Another feature that is very useful is the open-listening mode. If you often use the train, tram or travel by plane you know that being able to hear announcements is important. This mode on the Pro 2 allows you to hear said announcements without having to remove your headphones. You activate this by moving the toggle on the left side right to the top, you’ll then get voice feedback confirming you’re in this mode. This feature also pauses your music to allow you to hear as clear as possible and it works very well.
Pairing the headphones is very straight forward. You use the switch with the power and Bluetooth logo on and slide the switch to the very top. Once there you hold for a few seconds until the LED on the side flashes Red and Blue. You’re now in pairing mode and you can find the Pro 2 on your device. Then it’s a simple as making the selection and letting the devices do the rest. The Pro 2 also has NFC pairing if you have a compatible device. The NFC chip is located on the left earcup and provides very seamless and quick pairing.
Bluetooth on the Pro 2 is good, they’re using version 4.0 which is getting a bit old now but it still works great. The connection is very solid and I have had no stability issues at all. The range is massive too. Their max working range is 100m, this is the longest I’ve ever come across during my time reviewing and they do work up to that distance. They do start to have a few issues approaching the 100m but you’re unlikely to ever leave your phone that far behind. It works well through walls and doors too, I live in a prefab style house and the walls are a bit thin and these pose no problems. Thicker stone or brick could potentially impact the signal though.
Lastly, the mechanism to allow them to lay flat also works great when out and about. If you have a shorter neck they could rub against your chin, but with the mechanism, you can fold these down and it creates much more room and prevents this from happening. It’s by no means a revolutionary addition, but it does go a long way to improve use on the daily.

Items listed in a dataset
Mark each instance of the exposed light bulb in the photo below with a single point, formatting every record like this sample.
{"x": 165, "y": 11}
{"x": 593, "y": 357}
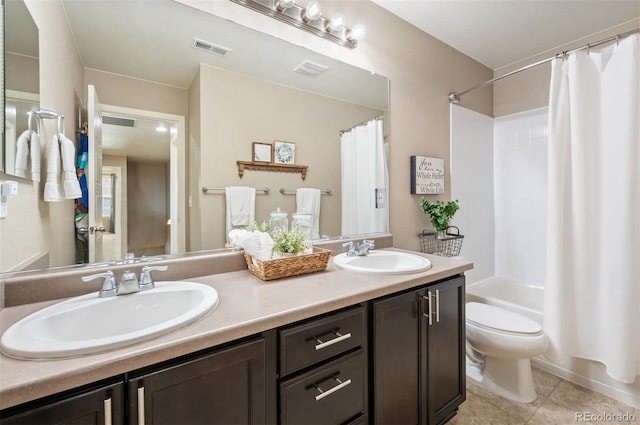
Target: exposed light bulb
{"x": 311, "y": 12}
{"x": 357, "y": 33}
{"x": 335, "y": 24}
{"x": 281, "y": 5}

==

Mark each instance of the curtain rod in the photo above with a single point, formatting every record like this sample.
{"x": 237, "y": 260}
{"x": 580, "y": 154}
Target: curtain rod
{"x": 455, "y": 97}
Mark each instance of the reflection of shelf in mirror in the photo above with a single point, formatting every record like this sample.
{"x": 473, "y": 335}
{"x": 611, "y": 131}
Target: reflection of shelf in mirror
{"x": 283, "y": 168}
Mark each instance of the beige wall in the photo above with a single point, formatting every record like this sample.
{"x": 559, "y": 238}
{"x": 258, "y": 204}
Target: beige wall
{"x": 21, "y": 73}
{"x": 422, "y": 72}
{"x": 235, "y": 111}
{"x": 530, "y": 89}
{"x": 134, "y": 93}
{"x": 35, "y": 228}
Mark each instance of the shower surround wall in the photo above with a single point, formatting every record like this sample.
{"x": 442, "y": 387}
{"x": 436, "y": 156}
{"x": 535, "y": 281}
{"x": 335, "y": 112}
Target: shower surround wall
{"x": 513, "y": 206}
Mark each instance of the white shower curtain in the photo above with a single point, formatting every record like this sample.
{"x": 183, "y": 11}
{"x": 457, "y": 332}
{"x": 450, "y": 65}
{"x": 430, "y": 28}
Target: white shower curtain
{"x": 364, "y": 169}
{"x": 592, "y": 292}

* * *

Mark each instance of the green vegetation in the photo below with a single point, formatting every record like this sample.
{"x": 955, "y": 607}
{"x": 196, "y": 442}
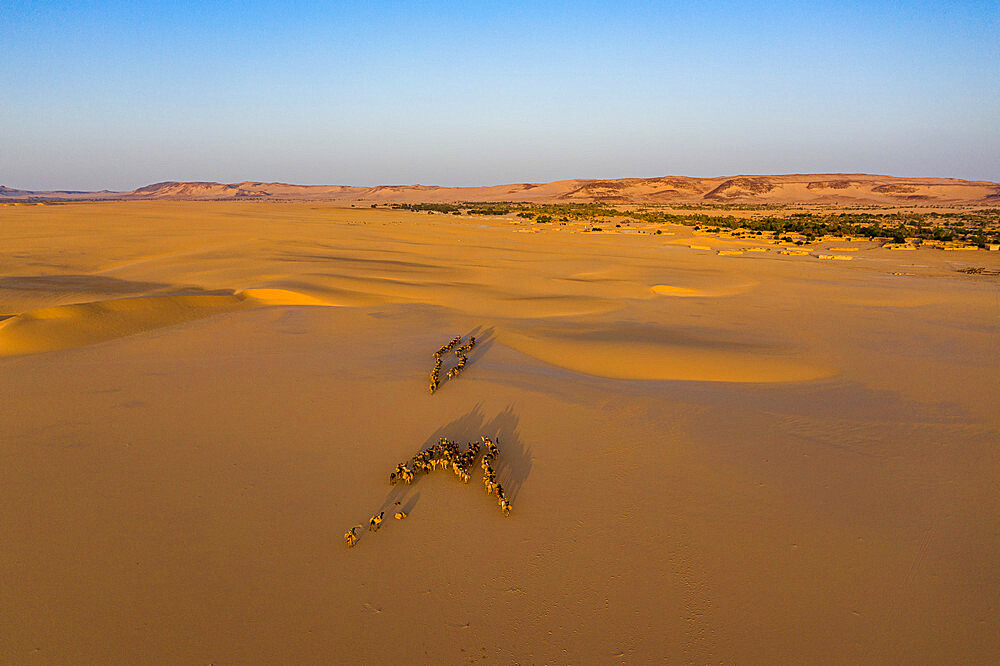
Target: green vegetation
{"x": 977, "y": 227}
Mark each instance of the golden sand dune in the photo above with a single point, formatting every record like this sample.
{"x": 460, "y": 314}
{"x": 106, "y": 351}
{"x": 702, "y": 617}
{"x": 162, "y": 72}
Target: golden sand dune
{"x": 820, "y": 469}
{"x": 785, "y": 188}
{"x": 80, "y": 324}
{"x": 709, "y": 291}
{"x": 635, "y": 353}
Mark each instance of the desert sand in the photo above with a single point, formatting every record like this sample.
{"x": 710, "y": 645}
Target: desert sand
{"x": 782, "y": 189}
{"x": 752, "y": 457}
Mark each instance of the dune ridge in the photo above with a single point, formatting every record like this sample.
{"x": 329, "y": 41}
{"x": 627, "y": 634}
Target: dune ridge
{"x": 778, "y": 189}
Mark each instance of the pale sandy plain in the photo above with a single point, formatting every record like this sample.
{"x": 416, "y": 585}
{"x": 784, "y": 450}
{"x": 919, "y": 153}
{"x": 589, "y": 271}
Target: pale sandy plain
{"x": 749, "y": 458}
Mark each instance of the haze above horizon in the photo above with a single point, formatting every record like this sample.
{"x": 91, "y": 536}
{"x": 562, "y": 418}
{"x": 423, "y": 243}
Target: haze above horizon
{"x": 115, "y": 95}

◆ OBJECTIVE ◆
List every means of transportation that the headphone review names. The entries above are separate material from the headphone review.

◆ WRITTEN REPLY ◆
Train, tram, and plane.